(Dataset content)

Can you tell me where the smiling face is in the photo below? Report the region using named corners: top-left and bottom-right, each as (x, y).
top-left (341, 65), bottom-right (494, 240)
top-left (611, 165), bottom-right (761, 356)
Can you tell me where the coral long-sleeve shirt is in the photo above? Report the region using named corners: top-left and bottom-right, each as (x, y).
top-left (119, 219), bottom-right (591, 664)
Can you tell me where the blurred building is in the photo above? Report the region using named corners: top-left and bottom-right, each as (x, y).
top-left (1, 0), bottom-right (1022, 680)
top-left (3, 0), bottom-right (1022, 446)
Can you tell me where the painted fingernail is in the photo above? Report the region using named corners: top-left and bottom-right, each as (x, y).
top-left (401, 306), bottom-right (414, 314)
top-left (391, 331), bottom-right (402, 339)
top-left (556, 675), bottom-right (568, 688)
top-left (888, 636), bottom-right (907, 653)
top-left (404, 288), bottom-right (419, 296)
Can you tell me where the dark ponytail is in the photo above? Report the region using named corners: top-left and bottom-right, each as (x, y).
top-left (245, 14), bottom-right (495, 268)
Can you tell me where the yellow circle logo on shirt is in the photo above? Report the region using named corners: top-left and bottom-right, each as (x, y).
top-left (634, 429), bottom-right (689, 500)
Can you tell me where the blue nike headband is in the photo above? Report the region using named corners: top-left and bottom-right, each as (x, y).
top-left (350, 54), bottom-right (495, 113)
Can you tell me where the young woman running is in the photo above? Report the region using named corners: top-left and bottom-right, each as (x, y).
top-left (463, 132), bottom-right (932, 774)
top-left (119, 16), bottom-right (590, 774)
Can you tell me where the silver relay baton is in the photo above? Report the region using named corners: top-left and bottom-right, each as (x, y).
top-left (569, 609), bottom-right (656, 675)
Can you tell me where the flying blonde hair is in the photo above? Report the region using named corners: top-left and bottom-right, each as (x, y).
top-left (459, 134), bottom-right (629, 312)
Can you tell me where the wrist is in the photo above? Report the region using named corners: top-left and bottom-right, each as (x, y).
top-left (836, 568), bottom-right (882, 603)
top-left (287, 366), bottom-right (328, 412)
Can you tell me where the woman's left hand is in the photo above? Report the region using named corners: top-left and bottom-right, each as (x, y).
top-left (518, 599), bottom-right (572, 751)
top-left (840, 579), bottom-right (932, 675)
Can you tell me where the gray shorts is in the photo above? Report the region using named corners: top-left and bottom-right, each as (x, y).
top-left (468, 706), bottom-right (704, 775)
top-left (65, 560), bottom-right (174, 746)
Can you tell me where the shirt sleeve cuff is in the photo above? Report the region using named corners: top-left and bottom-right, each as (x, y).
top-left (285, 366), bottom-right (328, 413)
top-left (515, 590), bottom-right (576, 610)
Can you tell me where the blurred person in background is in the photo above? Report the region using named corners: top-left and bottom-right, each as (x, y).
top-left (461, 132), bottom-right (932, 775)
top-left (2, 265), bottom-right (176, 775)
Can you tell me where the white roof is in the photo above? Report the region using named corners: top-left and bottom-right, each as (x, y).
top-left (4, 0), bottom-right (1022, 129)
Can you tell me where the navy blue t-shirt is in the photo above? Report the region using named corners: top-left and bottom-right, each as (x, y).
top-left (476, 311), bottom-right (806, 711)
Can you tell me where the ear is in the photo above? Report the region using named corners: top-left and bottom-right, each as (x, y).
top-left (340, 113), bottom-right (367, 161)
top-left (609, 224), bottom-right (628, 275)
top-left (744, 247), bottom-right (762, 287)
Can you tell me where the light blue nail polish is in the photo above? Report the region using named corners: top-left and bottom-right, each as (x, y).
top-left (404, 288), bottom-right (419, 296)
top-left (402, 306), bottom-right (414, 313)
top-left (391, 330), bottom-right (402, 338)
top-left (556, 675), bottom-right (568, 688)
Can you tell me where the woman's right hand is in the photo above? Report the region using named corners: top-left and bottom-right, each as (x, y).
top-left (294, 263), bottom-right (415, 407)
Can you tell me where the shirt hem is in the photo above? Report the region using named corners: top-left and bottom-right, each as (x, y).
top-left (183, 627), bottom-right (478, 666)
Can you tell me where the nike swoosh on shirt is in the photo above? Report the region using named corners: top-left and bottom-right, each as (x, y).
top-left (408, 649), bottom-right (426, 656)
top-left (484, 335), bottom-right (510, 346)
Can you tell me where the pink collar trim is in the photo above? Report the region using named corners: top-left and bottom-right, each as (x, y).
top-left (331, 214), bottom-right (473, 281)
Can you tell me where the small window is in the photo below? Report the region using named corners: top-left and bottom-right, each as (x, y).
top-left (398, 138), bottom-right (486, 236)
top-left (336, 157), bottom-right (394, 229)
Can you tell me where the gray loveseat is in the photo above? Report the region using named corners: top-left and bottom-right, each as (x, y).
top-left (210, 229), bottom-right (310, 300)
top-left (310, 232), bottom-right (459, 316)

(End Dataset content)

The whole of the data must be given back word for word.

Can you tell me where the smiling face is in the photo below? Report the region using named corners: top-left and bottom-right, each as (x, y).
top-left (341, 65), bottom-right (494, 240)
top-left (611, 165), bottom-right (761, 356)
Can you tell me where the coral long-sleeve shirt is in the photo above? Report the region using named corners: top-left and bottom-right, each as (x, y).
top-left (119, 219), bottom-right (591, 664)
Can you tell me where the blurred building is in the photo above? Report the region using named corners: top-left and bottom-right, each as (x, y).
top-left (1, 0), bottom-right (1022, 680)
top-left (3, 0), bottom-right (1022, 446)
Can you tell me where the painted fingernail is in the photo above? Report the region using named corners: top-left and bottom-right, each as (x, y).
top-left (401, 306), bottom-right (414, 314)
top-left (391, 331), bottom-right (402, 339)
top-left (556, 675), bottom-right (568, 688)
top-left (888, 636), bottom-right (907, 653)
top-left (404, 288), bottom-right (419, 296)
Can you tell me where the dark ponytail is in the photo above? Report the region using named corners: top-left and bottom-right, each as (x, y).
top-left (245, 14), bottom-right (495, 268)
Can you tell me where the yellow circle logo on shirt is in the photo above? Report the region using named corners: top-left and bottom-right, each as (x, y).
top-left (634, 429), bottom-right (689, 500)
Can you tell me where the blue nike headband is in the photo above? Report the region using named corners: top-left and bottom-right, each as (x, y).
top-left (350, 54), bottom-right (495, 113)
Can you tell me where the young woman running is in the photo above? Report the region using named corners: top-left and bottom-right, each as (x, y).
top-left (463, 132), bottom-right (932, 774)
top-left (119, 16), bottom-right (590, 774)
Can you tell me where the silver relay baton is in the photo above? Report the region using named corners: top-left and bottom-right, each as (x, y).
top-left (569, 609), bottom-right (656, 675)
Can you tell me where the flying blonde hair is in the photo above? Report the region using named corners: top-left and bottom-right, each as (x, y).
top-left (459, 134), bottom-right (629, 312)
Can you tell me where the wrist is in the photo above? Report the region using named corners: top-left and bottom-right, each as (x, y).
top-left (836, 568), bottom-right (882, 603)
top-left (287, 366), bottom-right (328, 412)
Can you tell me where the woman's left hand is in the photo above? Report the region using named corners: top-left and bottom-right, each as (x, y).
top-left (518, 599), bottom-right (572, 751)
top-left (840, 579), bottom-right (932, 675)
Can you tell me where the gray shorts is in the photo above? Report the region using named corners: top-left and bottom-right, each as (x, y).
top-left (468, 706), bottom-right (704, 775)
top-left (65, 560), bottom-right (174, 746)
Can you tell me where the shirt sleeve cuff is in the photo above? Report the region using named corners: top-left and bottom-right, each as (x, y).
top-left (285, 366), bottom-right (328, 413)
top-left (515, 590), bottom-right (576, 610)
Can you tell me where the blurred person in background is in the photo above? Report the region using named corners: top-left and bottom-right, each as (x, y).
top-left (461, 132), bottom-right (932, 775)
top-left (2, 265), bottom-right (176, 775)
Can you tell me where the white roof is in the photo above? Report the region using named corners: top-left and bottom-right, each as (x, y).
top-left (4, 0), bottom-right (1022, 129)
Can you tell me where the navy blue t-shirt is in the photo above? Report the region using named corners: top-left and bottom-right, each as (x, y).
top-left (476, 311), bottom-right (806, 711)
Can you tell me where the ear is in the photo above? Report the region using named corners: top-left and bottom-right, each as (x, y).
top-left (340, 113), bottom-right (367, 161)
top-left (609, 224), bottom-right (628, 275)
top-left (744, 247), bottom-right (762, 287)
Can you tell me where the light blue nail polish is in the photo above? Report the region using named corners: top-left and bottom-right, each as (x, y).
top-left (404, 288), bottom-right (419, 296)
top-left (402, 306), bottom-right (414, 313)
top-left (391, 330), bottom-right (402, 338)
top-left (556, 675), bottom-right (568, 688)
Can you tell me where the woman's right hand is in the photo above? Report the region using named corners: top-left and bottom-right, each as (x, y).
top-left (294, 263), bottom-right (415, 407)
Can you tell me where the shirt hem is in the photo above? Report the region using named corners: top-left and bottom-right, each as (x, y).
top-left (183, 627), bottom-right (478, 666)
Can you tell me where the nike swoosh on shirt is in the photo above? Report the region using named corners: top-left and bottom-right, each as (x, y).
top-left (408, 649), bottom-right (426, 656)
top-left (484, 335), bottom-right (510, 346)
Can you tell me where the pink collar trim is in the photo above? Report the region using named corners: top-left and bottom-right, each as (x, y).
top-left (331, 214), bottom-right (473, 281)
Can you tell me where the small window is in the photo below? Report the region using named corners: top-left and bottom-right, each as (x, y).
top-left (398, 138), bottom-right (486, 236)
top-left (336, 157), bottom-right (394, 229)
Can you tell me where the gray loveseat is in the photo above? Report the region using named corners: top-left and bottom-right, each as (x, y).
top-left (210, 229), bottom-right (310, 300)
top-left (310, 232), bottom-right (459, 316)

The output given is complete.